__RECORD EXCERPTS__
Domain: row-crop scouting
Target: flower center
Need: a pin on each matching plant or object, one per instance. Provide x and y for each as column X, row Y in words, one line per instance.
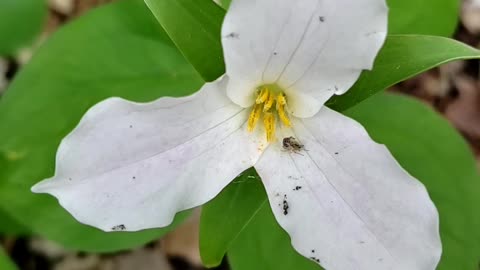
column 270, row 103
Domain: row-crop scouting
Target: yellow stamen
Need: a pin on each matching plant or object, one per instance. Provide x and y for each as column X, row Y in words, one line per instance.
column 269, row 122
column 272, row 103
column 283, row 116
column 262, row 97
column 254, row 116
column 281, row 100
column 269, row 102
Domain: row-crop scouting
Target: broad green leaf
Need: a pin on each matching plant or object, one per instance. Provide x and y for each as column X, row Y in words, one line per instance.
column 402, row 57
column 424, row 17
column 265, row 245
column 194, row 26
column 20, row 21
column 423, row 142
column 9, row 226
column 245, row 192
column 5, row 262
column 117, row 50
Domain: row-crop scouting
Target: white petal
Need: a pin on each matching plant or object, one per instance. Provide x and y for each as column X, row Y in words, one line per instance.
column 314, row 46
column 355, row 207
column 130, row 166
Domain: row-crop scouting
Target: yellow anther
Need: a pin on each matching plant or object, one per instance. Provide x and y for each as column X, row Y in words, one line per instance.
column 281, row 100
column 272, row 103
column 262, row 96
column 269, row 102
column 283, row 116
column 254, row 116
column 269, row 123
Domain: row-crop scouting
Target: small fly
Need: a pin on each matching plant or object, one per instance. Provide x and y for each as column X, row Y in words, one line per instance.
column 291, row 144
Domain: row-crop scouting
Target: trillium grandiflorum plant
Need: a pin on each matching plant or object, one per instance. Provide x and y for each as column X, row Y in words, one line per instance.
column 343, row 199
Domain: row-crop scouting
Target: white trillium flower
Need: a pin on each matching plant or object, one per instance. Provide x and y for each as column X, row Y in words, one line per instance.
column 343, row 199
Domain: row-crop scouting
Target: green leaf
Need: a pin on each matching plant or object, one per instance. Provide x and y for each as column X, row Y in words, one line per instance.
column 422, row 141
column 265, row 245
column 20, row 22
column 432, row 151
column 9, row 226
column 424, row 17
column 214, row 244
column 5, row 262
column 403, row 57
column 116, row 50
column 196, row 34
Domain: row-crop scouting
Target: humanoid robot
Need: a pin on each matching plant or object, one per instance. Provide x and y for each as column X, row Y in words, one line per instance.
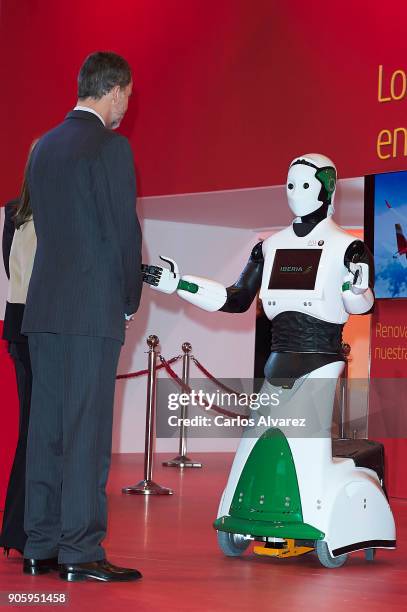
column 285, row 490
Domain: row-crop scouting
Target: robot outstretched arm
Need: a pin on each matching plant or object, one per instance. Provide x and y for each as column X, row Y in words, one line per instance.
column 358, row 297
column 205, row 293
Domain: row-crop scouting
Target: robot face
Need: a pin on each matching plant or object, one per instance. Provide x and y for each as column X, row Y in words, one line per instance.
column 303, row 190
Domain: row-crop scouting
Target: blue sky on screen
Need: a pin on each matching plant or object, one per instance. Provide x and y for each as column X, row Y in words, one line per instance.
column 390, row 272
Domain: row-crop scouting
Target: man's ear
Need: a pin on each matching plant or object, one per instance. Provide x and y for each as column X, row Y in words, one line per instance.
column 114, row 93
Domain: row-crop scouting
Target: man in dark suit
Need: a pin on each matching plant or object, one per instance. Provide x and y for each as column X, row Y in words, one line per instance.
column 86, row 279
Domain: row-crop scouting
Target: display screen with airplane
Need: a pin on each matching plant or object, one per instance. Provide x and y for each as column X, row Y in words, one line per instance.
column 386, row 231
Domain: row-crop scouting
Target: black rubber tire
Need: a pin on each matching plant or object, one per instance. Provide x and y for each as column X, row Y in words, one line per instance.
column 370, row 554
column 232, row 544
column 325, row 557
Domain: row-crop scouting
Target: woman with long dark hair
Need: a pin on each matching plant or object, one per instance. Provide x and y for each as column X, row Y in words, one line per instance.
column 19, row 245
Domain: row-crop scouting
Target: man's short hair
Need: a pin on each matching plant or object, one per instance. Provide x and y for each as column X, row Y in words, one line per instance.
column 100, row 72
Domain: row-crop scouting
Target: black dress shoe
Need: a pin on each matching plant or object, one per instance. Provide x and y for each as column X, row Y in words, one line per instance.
column 34, row 567
column 97, row 570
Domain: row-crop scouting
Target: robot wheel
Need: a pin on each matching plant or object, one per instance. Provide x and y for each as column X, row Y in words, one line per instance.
column 232, row 544
column 325, row 557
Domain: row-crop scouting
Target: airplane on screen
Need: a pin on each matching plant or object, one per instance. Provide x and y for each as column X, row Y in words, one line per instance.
column 400, row 238
column 401, row 242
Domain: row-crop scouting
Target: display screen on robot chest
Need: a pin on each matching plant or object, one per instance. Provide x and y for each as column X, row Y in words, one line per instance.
column 295, row 269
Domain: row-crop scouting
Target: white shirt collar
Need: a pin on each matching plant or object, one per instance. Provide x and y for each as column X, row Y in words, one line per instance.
column 90, row 110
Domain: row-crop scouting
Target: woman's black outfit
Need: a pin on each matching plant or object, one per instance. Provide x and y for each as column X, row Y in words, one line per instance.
column 12, row 534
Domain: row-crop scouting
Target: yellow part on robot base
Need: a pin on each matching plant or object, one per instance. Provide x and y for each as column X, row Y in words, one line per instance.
column 291, row 550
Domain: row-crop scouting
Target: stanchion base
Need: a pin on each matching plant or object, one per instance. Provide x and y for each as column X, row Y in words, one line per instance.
column 182, row 461
column 147, row 487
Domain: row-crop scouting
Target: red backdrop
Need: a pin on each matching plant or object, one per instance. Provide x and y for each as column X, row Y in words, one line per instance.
column 227, row 92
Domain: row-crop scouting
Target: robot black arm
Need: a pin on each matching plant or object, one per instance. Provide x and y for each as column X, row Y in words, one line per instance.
column 357, row 252
column 242, row 293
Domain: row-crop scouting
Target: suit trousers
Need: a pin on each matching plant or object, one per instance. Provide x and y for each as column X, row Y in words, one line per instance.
column 13, row 535
column 69, row 445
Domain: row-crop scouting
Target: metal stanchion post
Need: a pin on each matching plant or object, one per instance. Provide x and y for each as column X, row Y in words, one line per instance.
column 148, row 486
column 344, row 391
column 182, row 459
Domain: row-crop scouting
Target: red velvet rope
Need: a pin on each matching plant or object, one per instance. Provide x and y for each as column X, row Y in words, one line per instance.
column 187, row 389
column 143, row 372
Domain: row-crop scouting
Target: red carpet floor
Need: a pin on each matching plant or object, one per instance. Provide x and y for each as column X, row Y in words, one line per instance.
column 170, row 539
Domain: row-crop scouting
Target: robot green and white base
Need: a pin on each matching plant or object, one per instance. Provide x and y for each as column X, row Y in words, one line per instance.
column 285, row 491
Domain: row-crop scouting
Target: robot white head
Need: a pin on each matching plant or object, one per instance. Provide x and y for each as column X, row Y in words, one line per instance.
column 311, row 184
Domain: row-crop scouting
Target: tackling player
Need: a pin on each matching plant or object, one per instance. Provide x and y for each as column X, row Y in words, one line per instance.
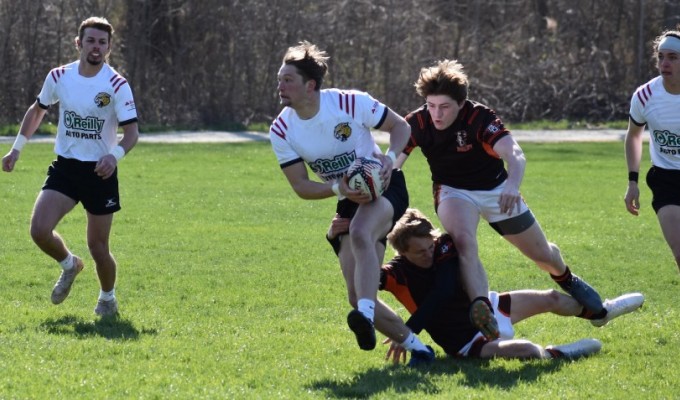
column 467, row 147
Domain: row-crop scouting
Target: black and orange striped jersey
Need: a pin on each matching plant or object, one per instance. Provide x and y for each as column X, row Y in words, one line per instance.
column 434, row 296
column 462, row 155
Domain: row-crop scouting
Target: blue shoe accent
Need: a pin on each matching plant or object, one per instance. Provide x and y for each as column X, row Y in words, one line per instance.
column 421, row 357
column 585, row 294
column 363, row 329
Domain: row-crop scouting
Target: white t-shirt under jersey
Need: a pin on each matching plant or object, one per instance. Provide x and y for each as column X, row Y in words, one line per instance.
column 653, row 105
column 334, row 137
column 90, row 110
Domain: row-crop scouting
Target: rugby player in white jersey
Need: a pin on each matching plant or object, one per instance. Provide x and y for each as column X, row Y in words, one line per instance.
column 94, row 100
column 657, row 105
column 326, row 130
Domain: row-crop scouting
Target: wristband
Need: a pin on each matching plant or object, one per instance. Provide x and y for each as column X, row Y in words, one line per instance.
column 19, row 142
column 393, row 156
column 336, row 188
column 118, row 152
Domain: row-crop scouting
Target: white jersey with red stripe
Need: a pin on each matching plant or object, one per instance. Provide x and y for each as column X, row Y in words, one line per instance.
column 653, row 105
column 334, row 137
column 90, row 110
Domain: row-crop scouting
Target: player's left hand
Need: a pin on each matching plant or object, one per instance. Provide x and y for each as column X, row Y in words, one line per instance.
column 510, row 200
column 106, row 166
column 395, row 352
column 356, row 196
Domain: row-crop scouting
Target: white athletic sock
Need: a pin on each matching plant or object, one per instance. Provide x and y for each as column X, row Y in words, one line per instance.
column 413, row 343
column 67, row 263
column 367, row 307
column 107, row 296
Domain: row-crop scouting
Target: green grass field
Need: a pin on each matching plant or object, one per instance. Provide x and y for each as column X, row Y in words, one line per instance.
column 228, row 290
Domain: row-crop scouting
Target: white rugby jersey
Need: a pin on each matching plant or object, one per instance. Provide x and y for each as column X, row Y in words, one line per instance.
column 653, row 105
column 90, row 110
column 334, row 137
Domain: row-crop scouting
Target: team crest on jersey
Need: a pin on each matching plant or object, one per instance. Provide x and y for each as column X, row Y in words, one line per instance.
column 462, row 142
column 103, row 99
column 342, row 131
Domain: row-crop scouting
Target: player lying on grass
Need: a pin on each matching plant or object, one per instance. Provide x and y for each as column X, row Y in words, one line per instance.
column 424, row 277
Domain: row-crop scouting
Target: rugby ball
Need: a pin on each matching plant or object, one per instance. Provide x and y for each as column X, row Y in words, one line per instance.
column 364, row 175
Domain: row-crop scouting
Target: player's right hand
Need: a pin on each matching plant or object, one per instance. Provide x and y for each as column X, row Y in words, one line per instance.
column 483, row 318
column 9, row 160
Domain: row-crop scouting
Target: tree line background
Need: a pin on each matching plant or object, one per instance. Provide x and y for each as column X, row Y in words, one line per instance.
column 213, row 63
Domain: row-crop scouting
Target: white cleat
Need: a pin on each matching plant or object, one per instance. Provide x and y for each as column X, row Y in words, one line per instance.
column 617, row 307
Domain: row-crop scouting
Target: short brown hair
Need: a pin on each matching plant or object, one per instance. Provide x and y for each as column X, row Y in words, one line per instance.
column 657, row 41
column 444, row 77
column 98, row 23
column 412, row 224
column 310, row 62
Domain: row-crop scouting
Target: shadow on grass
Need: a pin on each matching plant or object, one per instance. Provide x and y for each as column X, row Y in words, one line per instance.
column 113, row 328
column 467, row 373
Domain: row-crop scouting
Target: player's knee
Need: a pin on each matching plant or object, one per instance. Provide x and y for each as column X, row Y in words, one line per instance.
column 465, row 244
column 98, row 250
column 40, row 233
column 550, row 255
column 552, row 298
column 352, row 299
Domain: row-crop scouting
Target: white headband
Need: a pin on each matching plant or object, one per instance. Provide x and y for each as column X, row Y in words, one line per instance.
column 670, row 43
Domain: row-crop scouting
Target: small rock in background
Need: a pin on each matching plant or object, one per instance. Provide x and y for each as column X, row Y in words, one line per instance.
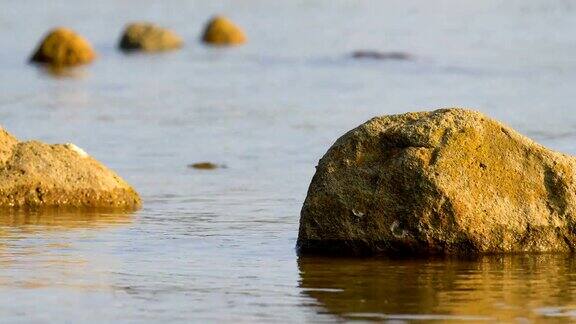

__TASK DESCRIPTION__
Please pull out every line of the entries above that contains the word "display", and copy each one in full.

__EXERCISE OUTPUT__
Target: display screen with airplane
Target: display screen on robot chest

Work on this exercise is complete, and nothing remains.